- EXERCISE GOAL
Could you copy the records below exactly, leaving out any pictures?

──────── DATA SHOWN

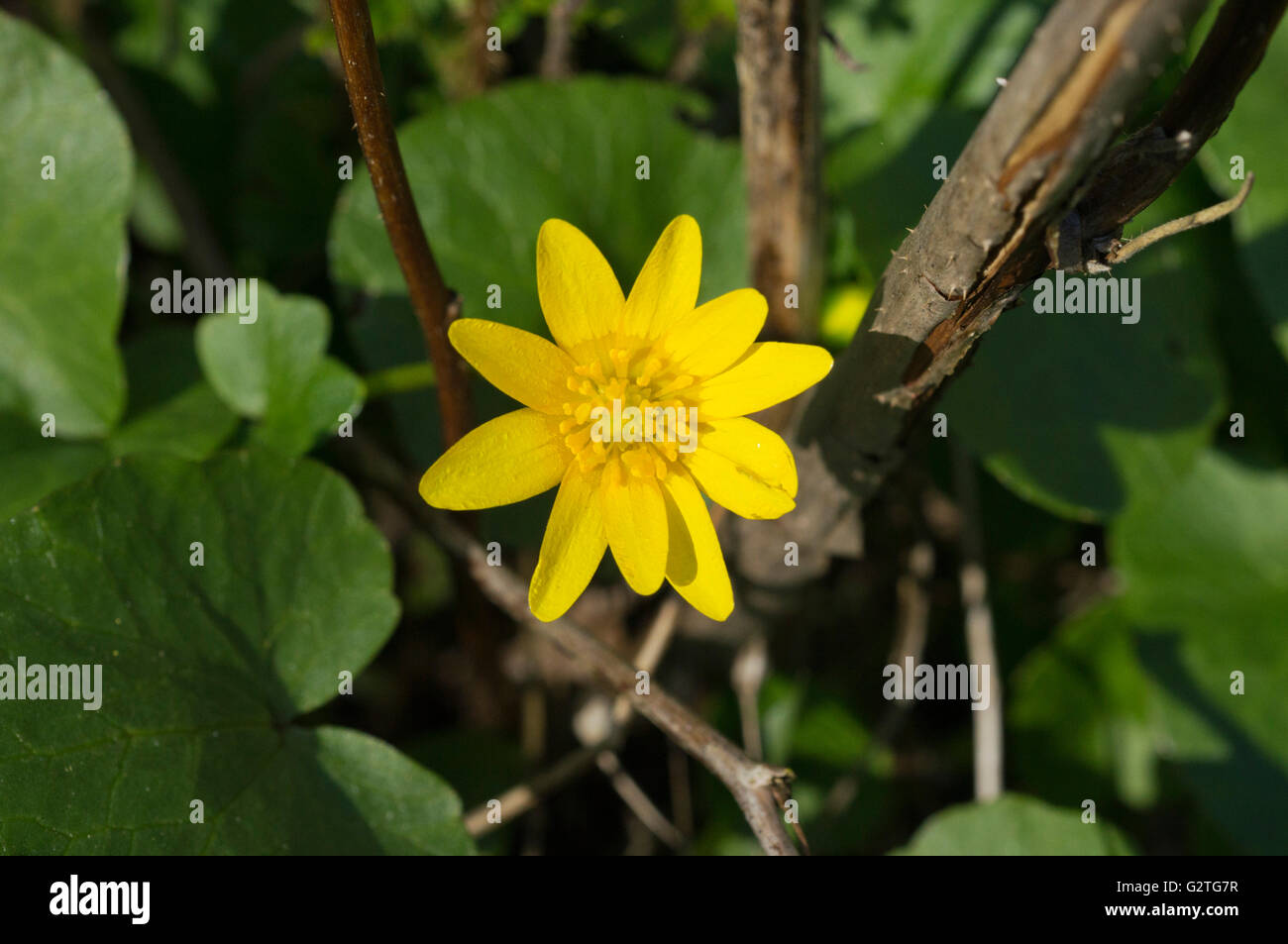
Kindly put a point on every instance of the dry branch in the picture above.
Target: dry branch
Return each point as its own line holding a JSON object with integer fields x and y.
{"x": 1038, "y": 170}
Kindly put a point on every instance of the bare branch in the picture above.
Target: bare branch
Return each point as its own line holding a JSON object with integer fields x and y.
{"x": 979, "y": 630}
{"x": 752, "y": 785}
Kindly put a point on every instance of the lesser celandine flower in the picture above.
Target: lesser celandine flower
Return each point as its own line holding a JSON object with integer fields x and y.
{"x": 635, "y": 411}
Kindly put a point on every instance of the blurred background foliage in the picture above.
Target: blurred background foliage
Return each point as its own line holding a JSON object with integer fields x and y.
{"x": 1116, "y": 677}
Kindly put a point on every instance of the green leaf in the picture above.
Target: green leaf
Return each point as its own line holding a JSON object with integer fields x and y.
{"x": 1078, "y": 412}
{"x": 31, "y": 465}
{"x": 1083, "y": 711}
{"x": 917, "y": 55}
{"x": 1014, "y": 826}
{"x": 62, "y": 241}
{"x": 1207, "y": 574}
{"x": 274, "y": 369}
{"x": 205, "y": 670}
{"x": 488, "y": 171}
{"x": 1253, "y": 133}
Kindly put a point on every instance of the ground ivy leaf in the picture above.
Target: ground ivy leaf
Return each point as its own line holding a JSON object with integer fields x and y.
{"x": 488, "y": 171}
{"x": 1206, "y": 574}
{"x": 65, "y": 237}
{"x": 1014, "y": 824}
{"x": 1080, "y": 412}
{"x": 274, "y": 369}
{"x": 205, "y": 669}
{"x": 31, "y": 465}
{"x": 189, "y": 425}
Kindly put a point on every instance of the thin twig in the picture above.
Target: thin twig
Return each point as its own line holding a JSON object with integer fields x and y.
{"x": 747, "y": 675}
{"x": 557, "y": 54}
{"x": 430, "y": 297}
{"x": 1196, "y": 219}
{"x": 979, "y": 630}
{"x": 522, "y": 797}
{"x": 636, "y": 800}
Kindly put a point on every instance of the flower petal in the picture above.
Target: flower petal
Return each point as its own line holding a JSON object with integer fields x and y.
{"x": 754, "y": 449}
{"x": 768, "y": 373}
{"x": 579, "y": 291}
{"x": 716, "y": 334}
{"x": 735, "y": 485}
{"x": 666, "y": 288}
{"x": 572, "y": 548}
{"x": 505, "y": 460}
{"x": 518, "y": 364}
{"x": 635, "y": 520}
{"x": 695, "y": 565}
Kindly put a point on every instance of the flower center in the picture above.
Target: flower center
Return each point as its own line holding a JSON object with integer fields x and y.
{"x": 635, "y": 411}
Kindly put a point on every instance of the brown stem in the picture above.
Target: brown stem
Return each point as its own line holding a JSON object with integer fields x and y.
{"x": 780, "y": 110}
{"x": 430, "y": 297}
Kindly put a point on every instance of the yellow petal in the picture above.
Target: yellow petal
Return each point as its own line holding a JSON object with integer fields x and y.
{"x": 505, "y": 460}
{"x": 695, "y": 565}
{"x": 755, "y": 450}
{"x": 635, "y": 520}
{"x": 738, "y": 487}
{"x": 768, "y": 373}
{"x": 716, "y": 334}
{"x": 668, "y": 286}
{"x": 519, "y": 364}
{"x": 579, "y": 291}
{"x": 572, "y": 548}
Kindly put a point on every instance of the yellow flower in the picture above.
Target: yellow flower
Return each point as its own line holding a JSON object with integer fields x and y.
{"x": 639, "y": 494}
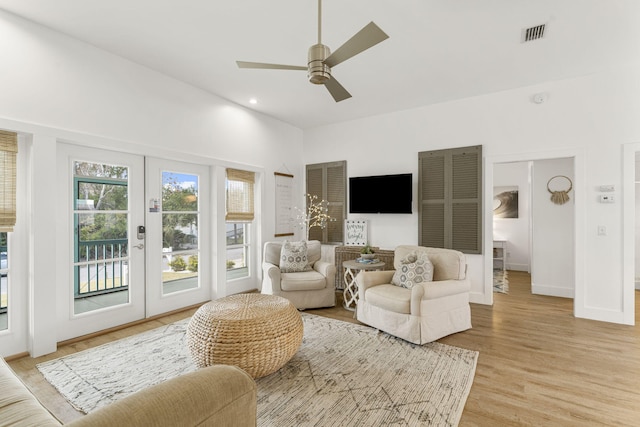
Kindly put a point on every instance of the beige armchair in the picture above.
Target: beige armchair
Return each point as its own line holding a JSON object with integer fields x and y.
{"x": 314, "y": 288}
{"x": 426, "y": 312}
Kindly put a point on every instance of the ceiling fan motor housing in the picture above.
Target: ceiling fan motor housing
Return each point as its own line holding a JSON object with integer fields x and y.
{"x": 318, "y": 71}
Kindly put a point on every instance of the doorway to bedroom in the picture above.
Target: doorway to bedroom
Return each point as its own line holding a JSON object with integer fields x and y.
{"x": 533, "y": 235}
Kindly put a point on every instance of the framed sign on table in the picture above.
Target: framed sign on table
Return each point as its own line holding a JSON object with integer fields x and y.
{"x": 355, "y": 232}
{"x": 284, "y": 204}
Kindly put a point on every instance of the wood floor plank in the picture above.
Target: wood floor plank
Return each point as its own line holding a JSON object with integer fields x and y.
{"x": 538, "y": 364}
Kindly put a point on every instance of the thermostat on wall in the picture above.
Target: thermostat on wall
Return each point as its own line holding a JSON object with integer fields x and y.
{"x": 607, "y": 198}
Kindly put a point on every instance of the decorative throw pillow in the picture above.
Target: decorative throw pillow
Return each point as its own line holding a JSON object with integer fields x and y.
{"x": 293, "y": 257}
{"x": 415, "y": 268}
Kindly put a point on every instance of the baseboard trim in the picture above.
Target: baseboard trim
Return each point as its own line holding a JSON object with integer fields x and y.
{"x": 552, "y": 291}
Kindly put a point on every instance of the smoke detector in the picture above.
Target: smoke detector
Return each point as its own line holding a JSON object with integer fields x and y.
{"x": 533, "y": 33}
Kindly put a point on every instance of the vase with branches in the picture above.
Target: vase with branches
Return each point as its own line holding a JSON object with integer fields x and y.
{"x": 316, "y": 214}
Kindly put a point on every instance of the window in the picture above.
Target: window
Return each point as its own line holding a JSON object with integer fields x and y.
{"x": 8, "y": 153}
{"x": 450, "y": 199}
{"x": 328, "y": 181}
{"x": 239, "y": 217}
{"x": 4, "y": 285}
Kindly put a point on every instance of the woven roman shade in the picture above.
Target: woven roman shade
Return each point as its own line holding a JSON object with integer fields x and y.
{"x": 240, "y": 195}
{"x": 8, "y": 152}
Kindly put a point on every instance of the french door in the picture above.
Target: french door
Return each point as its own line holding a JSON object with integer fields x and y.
{"x": 177, "y": 225}
{"x": 134, "y": 238}
{"x": 101, "y": 281}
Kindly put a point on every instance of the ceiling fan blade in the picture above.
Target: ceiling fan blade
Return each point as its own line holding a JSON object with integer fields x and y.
{"x": 367, "y": 37}
{"x": 336, "y": 90}
{"x": 245, "y": 64}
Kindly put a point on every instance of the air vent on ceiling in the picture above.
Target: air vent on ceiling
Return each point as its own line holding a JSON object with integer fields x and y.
{"x": 533, "y": 33}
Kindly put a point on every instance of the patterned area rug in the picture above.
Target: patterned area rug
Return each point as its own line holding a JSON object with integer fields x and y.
{"x": 500, "y": 281}
{"x": 343, "y": 374}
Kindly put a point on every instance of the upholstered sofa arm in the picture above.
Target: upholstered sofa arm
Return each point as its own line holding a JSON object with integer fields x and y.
{"x": 271, "y": 277}
{"x": 328, "y": 270}
{"x": 368, "y": 279}
{"x": 219, "y": 395}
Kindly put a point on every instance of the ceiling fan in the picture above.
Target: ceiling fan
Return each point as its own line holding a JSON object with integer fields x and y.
{"x": 321, "y": 60}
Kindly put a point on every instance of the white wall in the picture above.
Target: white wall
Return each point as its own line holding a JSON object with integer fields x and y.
{"x": 637, "y": 224}
{"x": 515, "y": 230}
{"x": 553, "y": 240}
{"x": 590, "y": 117}
{"x": 55, "y": 88}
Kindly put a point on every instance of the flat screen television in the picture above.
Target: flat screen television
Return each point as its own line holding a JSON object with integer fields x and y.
{"x": 381, "y": 194}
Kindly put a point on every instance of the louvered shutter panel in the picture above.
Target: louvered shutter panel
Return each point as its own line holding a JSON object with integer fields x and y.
{"x": 432, "y": 199}
{"x": 336, "y": 196}
{"x": 327, "y": 181}
{"x": 466, "y": 202}
{"x": 450, "y": 199}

────────────────

- EXERCISE RESULT
Kindly put a point on every instance of the dry branch in the picture above.
Target: dry branch
Return each point as its own line holding a JSON object with integer fields x and y.
{"x": 1038, "y": 170}
Kindly put a point on every instance of the bare branch in the picture above.
Target: bare branch
Return each point as its own line holding a JSON object with integer fields x and y.
{"x": 979, "y": 630}
{"x": 752, "y": 785}
Kindly put a point on every instance of the lesser celandine flower in the picture above.
Target: lesser celandine flower
Return each point as its own line holding a JSON object with integer fields x and y.
{"x": 635, "y": 411}
Kindly put a point on every instance of the blurred background foliage in the picture above.
Target: blurred background foliage
Return each point as its own line holding a JSON object with integer fields x and y.
{"x": 1116, "y": 677}
Kindly put a point on every instance of the green leaf in the picture above.
Target: green leaf
Return each point as its own line holding a JSON object with integer fields x and y.
{"x": 1078, "y": 412}
{"x": 31, "y": 465}
{"x": 1083, "y": 711}
{"x": 917, "y": 55}
{"x": 1014, "y": 826}
{"x": 62, "y": 241}
{"x": 1207, "y": 574}
{"x": 274, "y": 369}
{"x": 205, "y": 670}
{"x": 488, "y": 171}
{"x": 1253, "y": 133}
Kindly put a point on every instance of the ground ivy leaf in the picture above.
Target: ground ivy leaf
Return each point as its own line holding a JSON object with integer fields x and y.
{"x": 488, "y": 171}
{"x": 1206, "y": 574}
{"x": 65, "y": 237}
{"x": 1014, "y": 824}
{"x": 1080, "y": 412}
{"x": 274, "y": 369}
{"x": 205, "y": 669}
{"x": 31, "y": 465}
{"x": 189, "y": 425}
Kindly put a point on every instance of the thin twig in the picture above.
Target: thin twig
Return each point as its own line holding a JSON object with integer fields x and y.
{"x": 747, "y": 675}
{"x": 557, "y": 54}
{"x": 430, "y": 297}
{"x": 1196, "y": 219}
{"x": 979, "y": 630}
{"x": 522, "y": 797}
{"x": 636, "y": 800}
Kindly put a point on every instance of the flower petal in the picture above.
Target: flower petal
Return each point as its own line holding a JSON object with integer fields x and y.
{"x": 754, "y": 449}
{"x": 768, "y": 373}
{"x": 579, "y": 291}
{"x": 716, "y": 334}
{"x": 735, "y": 485}
{"x": 666, "y": 288}
{"x": 572, "y": 548}
{"x": 505, "y": 460}
{"x": 518, "y": 364}
{"x": 635, "y": 520}
{"x": 695, "y": 565}
Kindly put a point on every instance of the flower center in the picture above.
Target: flower center
Return each point as its own line holding a JSON object with integer fields x and y.
{"x": 635, "y": 411}
Kindly put a point on every instance of the brown stem in the picture above.
Target: brown stem
Return each point as its own line holding a JSON object with integer fields x and y.
{"x": 780, "y": 110}
{"x": 430, "y": 297}
Kindly put a point on every instance of the yellow petal in the picture above.
Target: yellow petal
Return each point as its own line holding a JSON object with integer fields x and y.
{"x": 505, "y": 460}
{"x": 695, "y": 565}
{"x": 755, "y": 450}
{"x": 635, "y": 520}
{"x": 738, "y": 487}
{"x": 768, "y": 373}
{"x": 716, "y": 334}
{"x": 668, "y": 286}
{"x": 519, "y": 364}
{"x": 579, "y": 291}
{"x": 572, "y": 548}
Kindly put a point on every instance of the yellow flower in the picture above.
Target: yellow flower
Return each point as its own line holding a JSON object with integer fields x and y.
{"x": 639, "y": 494}
Kindly put a point on every instance of the beige armchair in the picture above.
Target: beige armchair
Return each point as its own line holding a JSON object with integer fields x and y.
{"x": 314, "y": 288}
{"x": 426, "y": 312}
Kindly put a point on every instance of the ceiling fan motor housing in the picture above.
Target: ceiling fan motor housing
Return each point as its own line holding a JSON object with integer fields x and y.
{"x": 318, "y": 71}
Kindly put a point on every instance of the doorway to bedroom in the picture above.
Target: doorway to bedroom
Return each point as its own line holding a JSON object with integer fields x and y.
{"x": 533, "y": 235}
Kindly put a point on every instance of the framed sign on table in the picture above.
Target: framed sign on table
Return each point as its own line holding a JSON object with integer fields x and y.
{"x": 355, "y": 232}
{"x": 284, "y": 204}
Kindly put a point on every instance of the wood floor plank in the picture above.
Target: wood floor plank
Return each point as its own line holding a JSON object with integer fields x and y.
{"x": 538, "y": 364}
Kindly put a point on every instance of the thermostat on wall in the picture above.
Target: thermostat on wall
Return each point as its own line holding a JSON object with integer fields x and y.
{"x": 607, "y": 198}
Kindly put a point on every instance of the decorative throw pillow in the picture above.
Target: decorative throw pillow
Return each point as its own line holding a JSON object with integer fields x and y.
{"x": 293, "y": 257}
{"x": 415, "y": 268}
Kindly put a point on every instance of the baseboard trim in the picture above.
Target: baseboard trim
Return each point as its own line holding a JSON object with integer fields x and y.
{"x": 552, "y": 291}
Kindly put a point on every instance of the smoke detector in the picture above.
Target: smoke detector
Return each point as its own line holding a JSON object with integer fields x and y.
{"x": 533, "y": 33}
Kindly put a point on every instance of the vase with branches in the picture above.
Target: vase with branches
Return each point as its own line holding a JSON object with integer fields x and y.
{"x": 316, "y": 214}
Kindly put a point on every instance of the window in the picture above.
Target: window
Return each point as its own line holding a JSON object with integer fields x and y.
{"x": 8, "y": 153}
{"x": 450, "y": 199}
{"x": 328, "y": 181}
{"x": 239, "y": 217}
{"x": 4, "y": 285}
Kindly put a point on every instance of the woven roman shade in the picture above.
Target: woven roman shade
Return each point as its own line holding a JSON object with integer fields x and y.
{"x": 240, "y": 195}
{"x": 8, "y": 152}
Kindly put a point on every instance of the french door in the picture above.
Target: french door
Return each point as its own line holding a JSON object with integer fields x and y.
{"x": 177, "y": 225}
{"x": 134, "y": 238}
{"x": 101, "y": 281}
Kindly put a point on every instance of the ceiling fan blade in the picture above.
Target: ceiling fan blade
Return each point as its own line holding a JSON object with integer fields x and y.
{"x": 367, "y": 37}
{"x": 336, "y": 90}
{"x": 245, "y": 64}
Kindly put a point on every instance of the air vent on ceiling in the picture above.
Target: air vent on ceiling
Return each point as its own line holding a JSON object with integer fields x and y.
{"x": 533, "y": 33}
Kindly put a point on every instance of the patterned area rug in the picture above.
Target: patterned area rug
Return each point as its own line holding a JSON object with integer fields x and y.
{"x": 500, "y": 281}
{"x": 343, "y": 374}
Kindly put a point on every instance of the upholstered sofa arm in the picture above.
Target: upholstered sofa arm
Return each point as its own line holding a JSON object with integer fields x and y.
{"x": 271, "y": 277}
{"x": 328, "y": 270}
{"x": 368, "y": 279}
{"x": 219, "y": 395}
Kindly put a point on every instance of the ceiling fan in the picture above.
Target: ceiling fan
Return each point as its own line holding a JSON object with integer fields x and y.
{"x": 321, "y": 60}
Kindly put a point on every instance of the white wall in the picture above.
Target: white wall
Return each point as its own line holding a JSON object with integer fields x and y.
{"x": 637, "y": 224}
{"x": 515, "y": 230}
{"x": 553, "y": 240}
{"x": 590, "y": 117}
{"x": 55, "y": 88}
Kindly put a point on every instance of the flat screen television in the picture above.
Target: flat screen television
Return each point as its own line holding a JSON object with integer fields x and y.
{"x": 381, "y": 194}
Kindly put a point on every instance of the louvered shutter panel in the picture above.
Target: louvered shutter panel
Return each point as its own line holding a JSON object with integer fields x and y.
{"x": 432, "y": 199}
{"x": 336, "y": 196}
{"x": 327, "y": 181}
{"x": 466, "y": 202}
{"x": 450, "y": 199}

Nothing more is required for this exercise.